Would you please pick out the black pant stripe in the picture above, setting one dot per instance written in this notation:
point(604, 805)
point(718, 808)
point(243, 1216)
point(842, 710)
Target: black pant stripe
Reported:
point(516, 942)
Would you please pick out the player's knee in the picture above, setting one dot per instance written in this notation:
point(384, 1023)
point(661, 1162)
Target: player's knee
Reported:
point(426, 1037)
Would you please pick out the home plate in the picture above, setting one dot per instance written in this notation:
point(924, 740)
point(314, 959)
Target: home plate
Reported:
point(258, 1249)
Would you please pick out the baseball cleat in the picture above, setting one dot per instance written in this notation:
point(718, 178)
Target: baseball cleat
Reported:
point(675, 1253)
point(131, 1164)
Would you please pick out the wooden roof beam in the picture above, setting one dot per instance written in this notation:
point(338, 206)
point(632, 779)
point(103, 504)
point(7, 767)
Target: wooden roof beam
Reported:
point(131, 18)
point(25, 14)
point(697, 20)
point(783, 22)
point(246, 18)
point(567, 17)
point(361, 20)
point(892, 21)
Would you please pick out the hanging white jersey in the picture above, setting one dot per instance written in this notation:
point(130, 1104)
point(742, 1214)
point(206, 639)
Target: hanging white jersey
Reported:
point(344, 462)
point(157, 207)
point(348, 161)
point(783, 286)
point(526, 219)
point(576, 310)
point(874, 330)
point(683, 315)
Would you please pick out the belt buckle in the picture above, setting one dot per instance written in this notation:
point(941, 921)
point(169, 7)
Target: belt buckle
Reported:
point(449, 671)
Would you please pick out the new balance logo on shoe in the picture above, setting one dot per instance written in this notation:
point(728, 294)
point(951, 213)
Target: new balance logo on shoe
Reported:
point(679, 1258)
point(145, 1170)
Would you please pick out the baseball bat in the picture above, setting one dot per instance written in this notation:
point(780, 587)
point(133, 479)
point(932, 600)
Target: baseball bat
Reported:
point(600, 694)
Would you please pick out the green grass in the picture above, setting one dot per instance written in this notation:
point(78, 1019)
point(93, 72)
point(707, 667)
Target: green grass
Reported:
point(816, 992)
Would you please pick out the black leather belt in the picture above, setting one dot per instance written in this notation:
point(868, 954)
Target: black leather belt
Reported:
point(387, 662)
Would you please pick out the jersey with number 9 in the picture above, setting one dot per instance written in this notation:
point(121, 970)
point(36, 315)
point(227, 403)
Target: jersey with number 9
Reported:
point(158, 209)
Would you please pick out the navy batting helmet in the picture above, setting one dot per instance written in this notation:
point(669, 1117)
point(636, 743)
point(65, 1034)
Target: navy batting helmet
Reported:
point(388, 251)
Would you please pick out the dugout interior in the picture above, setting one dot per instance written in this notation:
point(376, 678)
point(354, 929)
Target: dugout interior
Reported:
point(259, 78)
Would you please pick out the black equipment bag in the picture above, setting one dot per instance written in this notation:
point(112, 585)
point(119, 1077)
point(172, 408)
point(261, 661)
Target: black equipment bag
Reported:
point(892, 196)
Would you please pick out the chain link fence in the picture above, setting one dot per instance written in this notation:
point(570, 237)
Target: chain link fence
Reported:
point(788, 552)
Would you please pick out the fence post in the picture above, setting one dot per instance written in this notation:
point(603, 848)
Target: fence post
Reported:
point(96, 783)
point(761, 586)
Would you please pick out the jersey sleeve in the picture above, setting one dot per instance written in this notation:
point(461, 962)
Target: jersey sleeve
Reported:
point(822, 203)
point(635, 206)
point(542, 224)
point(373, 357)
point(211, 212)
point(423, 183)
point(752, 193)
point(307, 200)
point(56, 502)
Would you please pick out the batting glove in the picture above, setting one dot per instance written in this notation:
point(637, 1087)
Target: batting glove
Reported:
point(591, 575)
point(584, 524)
=======
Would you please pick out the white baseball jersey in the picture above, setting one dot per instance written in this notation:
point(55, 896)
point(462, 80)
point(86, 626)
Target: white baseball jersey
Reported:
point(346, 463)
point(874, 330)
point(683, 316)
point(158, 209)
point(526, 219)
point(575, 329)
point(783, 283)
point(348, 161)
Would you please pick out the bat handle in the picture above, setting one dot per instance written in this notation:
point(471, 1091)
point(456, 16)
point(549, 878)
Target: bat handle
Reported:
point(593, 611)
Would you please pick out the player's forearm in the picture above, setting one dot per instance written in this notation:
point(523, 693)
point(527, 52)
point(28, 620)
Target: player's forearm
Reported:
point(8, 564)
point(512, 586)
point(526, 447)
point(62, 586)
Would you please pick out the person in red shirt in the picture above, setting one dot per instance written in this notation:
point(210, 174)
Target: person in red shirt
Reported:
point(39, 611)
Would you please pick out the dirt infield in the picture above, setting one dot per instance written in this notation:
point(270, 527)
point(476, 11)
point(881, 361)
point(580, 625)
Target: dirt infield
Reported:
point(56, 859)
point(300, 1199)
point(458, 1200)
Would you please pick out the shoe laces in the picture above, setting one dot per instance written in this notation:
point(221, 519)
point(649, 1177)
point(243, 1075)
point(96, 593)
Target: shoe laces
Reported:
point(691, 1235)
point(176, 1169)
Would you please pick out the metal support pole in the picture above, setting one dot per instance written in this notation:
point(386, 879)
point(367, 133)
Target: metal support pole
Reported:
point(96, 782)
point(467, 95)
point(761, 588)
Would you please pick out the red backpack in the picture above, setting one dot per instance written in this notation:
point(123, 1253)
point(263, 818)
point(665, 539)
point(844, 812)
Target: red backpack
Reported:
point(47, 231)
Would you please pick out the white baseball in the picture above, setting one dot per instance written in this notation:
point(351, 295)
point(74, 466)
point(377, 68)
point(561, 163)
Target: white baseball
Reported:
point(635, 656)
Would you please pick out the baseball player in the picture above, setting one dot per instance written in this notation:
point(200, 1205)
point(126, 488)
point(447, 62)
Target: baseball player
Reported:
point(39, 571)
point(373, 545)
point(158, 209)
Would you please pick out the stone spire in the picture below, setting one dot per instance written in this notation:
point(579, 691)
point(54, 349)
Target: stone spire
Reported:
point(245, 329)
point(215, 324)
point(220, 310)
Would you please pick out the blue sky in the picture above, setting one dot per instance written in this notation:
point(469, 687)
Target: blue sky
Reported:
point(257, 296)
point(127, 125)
=======
### Brief
Please rewrite the records from the line with "Would you please pick out the black pant" to the line with "point(258, 1249)", both included, as a JSON list of strings with one string per line and any blank lines omitted.

### Result below
[
  "Would you please pick out the black pant stripe in the picture above, setting one dot per instance written in this notation:",
  "point(604, 805)",
  "point(718, 808)",
  "point(243, 1216)",
  "point(842, 710)",
  "Target: black pant stripe",
  "Reported:",
  "point(516, 942)",
  "Would you please pick out the player's knee in the picture above, setting one dot per instance written in this notation:",
  "point(384, 1023)",
  "point(661, 1162)",
  "Target: player's knee",
  "Reported:",
  "point(426, 1037)",
  "Would you please pick out the home plate in the picture above, setting one dot per instance written in this notation:",
  "point(924, 740)",
  "point(314, 959)",
  "Target: home plate",
  "Reported:",
  "point(258, 1249)"
]